▸ **WHAT TO DO**
Please set out all the rows below as a JSON list of strings, one string per line, leaving out blank lines and the pictures.

▸ **SUPPLIED RECORDS**
****
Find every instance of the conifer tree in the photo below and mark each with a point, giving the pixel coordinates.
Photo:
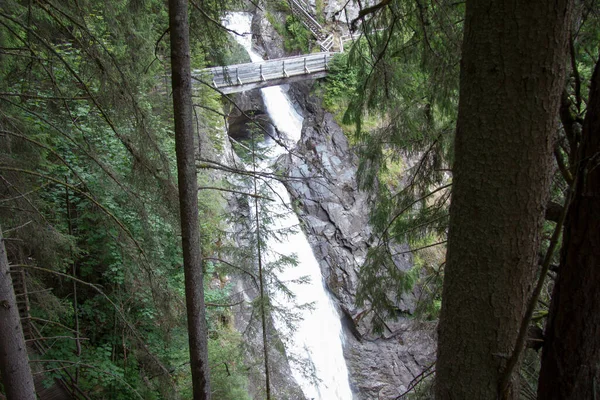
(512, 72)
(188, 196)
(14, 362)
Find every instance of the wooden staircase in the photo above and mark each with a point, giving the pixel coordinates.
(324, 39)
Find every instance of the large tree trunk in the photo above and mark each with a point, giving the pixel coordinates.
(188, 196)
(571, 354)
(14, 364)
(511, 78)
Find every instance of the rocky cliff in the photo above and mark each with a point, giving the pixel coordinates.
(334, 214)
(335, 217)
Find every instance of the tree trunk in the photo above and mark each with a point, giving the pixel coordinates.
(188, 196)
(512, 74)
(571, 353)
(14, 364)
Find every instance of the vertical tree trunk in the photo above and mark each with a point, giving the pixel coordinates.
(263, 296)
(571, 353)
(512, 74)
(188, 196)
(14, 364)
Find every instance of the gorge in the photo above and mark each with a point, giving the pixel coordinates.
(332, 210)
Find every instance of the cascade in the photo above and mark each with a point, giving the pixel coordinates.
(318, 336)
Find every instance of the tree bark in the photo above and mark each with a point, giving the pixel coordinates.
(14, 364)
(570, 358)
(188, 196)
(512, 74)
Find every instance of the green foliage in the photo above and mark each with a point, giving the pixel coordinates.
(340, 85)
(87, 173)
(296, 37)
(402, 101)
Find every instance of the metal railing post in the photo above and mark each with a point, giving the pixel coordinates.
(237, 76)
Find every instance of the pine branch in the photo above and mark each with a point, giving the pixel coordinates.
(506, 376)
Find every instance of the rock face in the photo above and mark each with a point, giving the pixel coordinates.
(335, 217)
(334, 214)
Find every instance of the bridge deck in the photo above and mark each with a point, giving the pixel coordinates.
****
▸ **TASK OUTPUT**
[
  "Find every instance of the conifer tree in the photo below and mark each with a point, giving the pixel coordinates.",
  "Photo:",
  "(512, 72)",
  "(188, 196)",
  "(14, 362)",
  "Find every instance of the wooden staircase in the photo above and mark each with a point, giving the pixel coordinates.",
  "(324, 39)",
  "Find every instance of the large tree trunk in the photo above and mark each with a point, giving the pixel coordinates.",
  "(188, 196)",
  "(571, 354)",
  "(14, 364)",
  "(511, 78)",
  "Find every instance of the rocky cliff in the photo above and mark each with a point, giving the pixel coordinates.",
  "(334, 214)",
  "(335, 217)",
  "Find every instance of the tree trunk in the photo above and mark each with a point, giving the pixel coordinates.",
  "(188, 196)",
  "(512, 74)",
  "(571, 353)",
  "(14, 364)",
  "Find every instance of the vertical tree trunk in the photo above and mark each with a point, giving the pixel coordinates.",
  "(263, 296)",
  "(571, 353)",
  "(512, 74)",
  "(188, 196)",
  "(14, 364)",
  "Find every instance of the gorge in the photo above and mark each with a point, giving the pixel coordinates.",
  "(332, 210)",
  "Find every instance of the cascade in the photo above and mark each with a point, giving the pixel coordinates.",
  "(318, 336)",
  "Find every instance of the tree bark in the photo above and mark each with a point, giving the pixel coordinates.",
  "(14, 364)",
  "(570, 358)",
  "(188, 196)",
  "(512, 74)",
  "Find every instance of the green foliage in the photo above and mark each with a point, giving the pixel coordinates.",
  "(340, 85)",
  "(87, 173)",
  "(296, 37)",
  "(402, 101)",
  "Find every instance of the metal railing post in the photo above and mark each with a point, giving the pixel coordinates.",
  "(237, 76)",
  "Find every instance of the pine branch in the photo above and mark each with a point, giving the pixel coordinates.",
  "(506, 376)",
  "Find every instance of the rock face in the photo above and mark each with a point, giving the pixel coordinates.",
  "(335, 217)",
  "(334, 214)",
  "Find every instance of the bridge deck in the photo above and mark each with a point, giving the pixel coordinates."
]